# Your instructions
How many lines in the data below contain the string "glaze"? Answer with the number only.

# Records shown
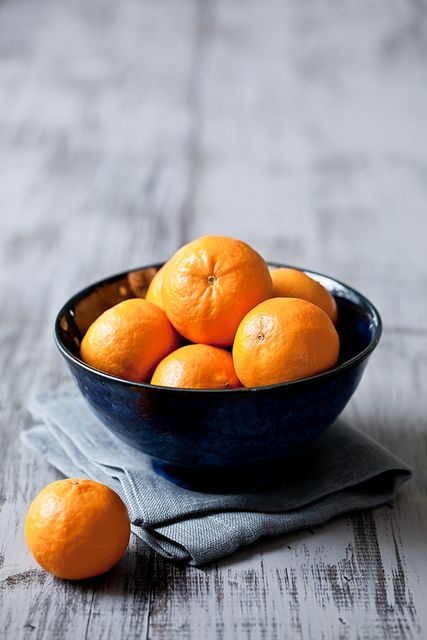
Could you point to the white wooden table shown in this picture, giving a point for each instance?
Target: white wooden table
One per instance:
(127, 128)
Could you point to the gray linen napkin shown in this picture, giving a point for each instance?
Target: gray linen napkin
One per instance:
(340, 472)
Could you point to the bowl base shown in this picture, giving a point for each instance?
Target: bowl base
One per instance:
(218, 480)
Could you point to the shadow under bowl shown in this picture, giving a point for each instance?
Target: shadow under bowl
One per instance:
(220, 439)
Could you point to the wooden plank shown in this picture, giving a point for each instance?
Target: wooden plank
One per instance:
(298, 127)
(94, 128)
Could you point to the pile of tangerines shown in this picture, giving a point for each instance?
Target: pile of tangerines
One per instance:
(242, 323)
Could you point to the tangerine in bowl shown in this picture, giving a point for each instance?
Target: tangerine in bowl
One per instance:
(216, 438)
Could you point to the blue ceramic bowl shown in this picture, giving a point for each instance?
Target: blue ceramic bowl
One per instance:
(202, 437)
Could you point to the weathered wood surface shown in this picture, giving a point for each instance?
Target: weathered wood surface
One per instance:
(129, 127)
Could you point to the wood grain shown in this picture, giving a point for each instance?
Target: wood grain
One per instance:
(128, 128)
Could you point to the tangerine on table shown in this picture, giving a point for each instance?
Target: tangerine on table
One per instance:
(197, 366)
(77, 528)
(284, 339)
(210, 284)
(293, 283)
(129, 339)
(154, 291)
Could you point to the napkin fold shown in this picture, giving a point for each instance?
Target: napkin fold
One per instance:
(340, 472)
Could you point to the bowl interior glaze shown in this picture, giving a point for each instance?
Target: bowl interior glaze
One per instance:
(192, 435)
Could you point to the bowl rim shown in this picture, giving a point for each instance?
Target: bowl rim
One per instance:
(347, 364)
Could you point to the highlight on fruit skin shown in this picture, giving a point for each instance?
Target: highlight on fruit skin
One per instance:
(210, 284)
(77, 528)
(129, 339)
(154, 291)
(293, 283)
(284, 339)
(197, 366)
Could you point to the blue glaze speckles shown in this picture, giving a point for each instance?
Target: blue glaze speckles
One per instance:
(192, 434)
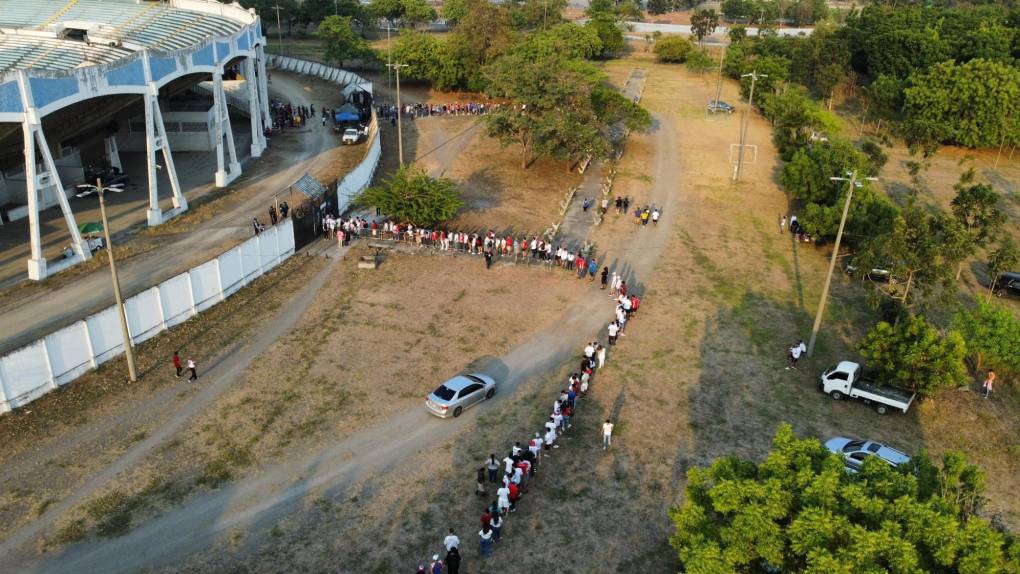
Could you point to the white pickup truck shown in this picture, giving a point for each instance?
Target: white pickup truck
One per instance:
(846, 379)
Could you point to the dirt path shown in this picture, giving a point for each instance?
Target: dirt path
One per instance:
(21, 322)
(257, 504)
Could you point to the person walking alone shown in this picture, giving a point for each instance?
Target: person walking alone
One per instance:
(988, 382)
(607, 434)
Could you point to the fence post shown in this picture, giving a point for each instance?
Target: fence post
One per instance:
(88, 343)
(4, 405)
(162, 313)
(191, 290)
(49, 364)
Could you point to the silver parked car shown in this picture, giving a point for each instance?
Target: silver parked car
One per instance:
(854, 453)
(458, 394)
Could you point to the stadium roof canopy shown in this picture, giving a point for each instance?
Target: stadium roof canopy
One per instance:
(62, 35)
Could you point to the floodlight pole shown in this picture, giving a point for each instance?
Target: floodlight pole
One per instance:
(835, 253)
(279, 28)
(124, 332)
(744, 121)
(400, 132)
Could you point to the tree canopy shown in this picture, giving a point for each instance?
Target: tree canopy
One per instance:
(799, 511)
(341, 42)
(411, 196)
(914, 356)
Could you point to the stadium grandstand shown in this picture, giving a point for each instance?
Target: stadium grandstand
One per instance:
(80, 64)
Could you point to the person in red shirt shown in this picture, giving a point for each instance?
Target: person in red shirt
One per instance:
(176, 363)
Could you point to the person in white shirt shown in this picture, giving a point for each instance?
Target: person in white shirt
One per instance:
(451, 541)
(607, 434)
(795, 354)
(550, 439)
(503, 502)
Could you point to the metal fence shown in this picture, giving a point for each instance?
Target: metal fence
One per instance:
(60, 357)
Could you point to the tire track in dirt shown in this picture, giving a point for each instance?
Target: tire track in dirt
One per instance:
(259, 503)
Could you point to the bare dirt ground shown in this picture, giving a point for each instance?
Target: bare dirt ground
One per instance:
(330, 479)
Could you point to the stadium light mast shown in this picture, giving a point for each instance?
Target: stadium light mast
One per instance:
(98, 189)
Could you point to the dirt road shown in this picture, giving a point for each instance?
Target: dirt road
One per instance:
(26, 320)
(256, 505)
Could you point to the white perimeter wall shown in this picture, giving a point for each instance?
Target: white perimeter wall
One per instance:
(60, 357)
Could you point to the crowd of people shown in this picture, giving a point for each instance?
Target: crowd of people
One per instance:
(387, 111)
(512, 475)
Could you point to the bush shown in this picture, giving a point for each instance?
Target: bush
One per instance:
(992, 334)
(799, 511)
(412, 196)
(915, 357)
(673, 49)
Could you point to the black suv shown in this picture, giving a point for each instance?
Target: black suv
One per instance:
(1008, 283)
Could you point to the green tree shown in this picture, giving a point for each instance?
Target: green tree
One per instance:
(992, 335)
(976, 207)
(672, 49)
(699, 61)
(703, 22)
(737, 34)
(1004, 259)
(610, 35)
(799, 511)
(973, 104)
(454, 11)
(922, 251)
(411, 196)
(659, 6)
(427, 58)
(915, 357)
(558, 107)
(341, 42)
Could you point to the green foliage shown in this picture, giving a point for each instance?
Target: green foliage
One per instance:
(923, 251)
(704, 22)
(699, 61)
(340, 41)
(992, 335)
(915, 357)
(565, 40)
(672, 49)
(560, 107)
(736, 34)
(454, 11)
(411, 196)
(974, 104)
(427, 58)
(799, 511)
(609, 32)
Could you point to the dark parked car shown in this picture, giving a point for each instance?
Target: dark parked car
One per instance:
(719, 105)
(1008, 283)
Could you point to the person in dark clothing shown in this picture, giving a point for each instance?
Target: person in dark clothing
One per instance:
(480, 490)
(453, 561)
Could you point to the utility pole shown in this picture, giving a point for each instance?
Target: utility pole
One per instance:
(854, 184)
(389, 56)
(744, 121)
(101, 192)
(400, 133)
(718, 84)
(279, 28)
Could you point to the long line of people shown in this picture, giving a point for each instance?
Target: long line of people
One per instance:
(514, 473)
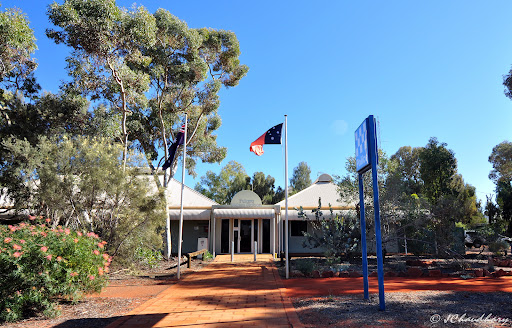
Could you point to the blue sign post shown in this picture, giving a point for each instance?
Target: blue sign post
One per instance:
(367, 157)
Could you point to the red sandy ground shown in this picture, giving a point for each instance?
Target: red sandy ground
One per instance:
(303, 287)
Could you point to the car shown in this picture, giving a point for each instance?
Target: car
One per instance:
(505, 239)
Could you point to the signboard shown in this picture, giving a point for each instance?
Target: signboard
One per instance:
(364, 144)
(366, 158)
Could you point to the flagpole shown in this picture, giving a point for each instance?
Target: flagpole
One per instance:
(286, 194)
(180, 241)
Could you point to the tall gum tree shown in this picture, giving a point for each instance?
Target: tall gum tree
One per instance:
(153, 69)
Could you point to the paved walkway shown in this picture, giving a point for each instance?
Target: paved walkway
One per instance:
(223, 294)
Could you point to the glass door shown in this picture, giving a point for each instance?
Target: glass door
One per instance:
(246, 236)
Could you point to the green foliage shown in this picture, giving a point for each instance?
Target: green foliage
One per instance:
(264, 187)
(498, 247)
(501, 160)
(232, 179)
(338, 235)
(222, 187)
(306, 266)
(44, 265)
(17, 43)
(207, 256)
(437, 167)
(79, 182)
(301, 177)
(148, 257)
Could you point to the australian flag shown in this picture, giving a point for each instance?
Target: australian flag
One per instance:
(272, 136)
(180, 139)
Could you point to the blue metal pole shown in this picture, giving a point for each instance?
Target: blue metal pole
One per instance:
(363, 237)
(376, 207)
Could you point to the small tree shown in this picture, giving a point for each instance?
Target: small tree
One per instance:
(301, 178)
(338, 235)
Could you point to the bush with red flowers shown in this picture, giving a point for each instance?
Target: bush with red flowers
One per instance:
(40, 266)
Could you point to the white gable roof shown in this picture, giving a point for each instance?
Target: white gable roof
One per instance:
(322, 188)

# Reply to the task
4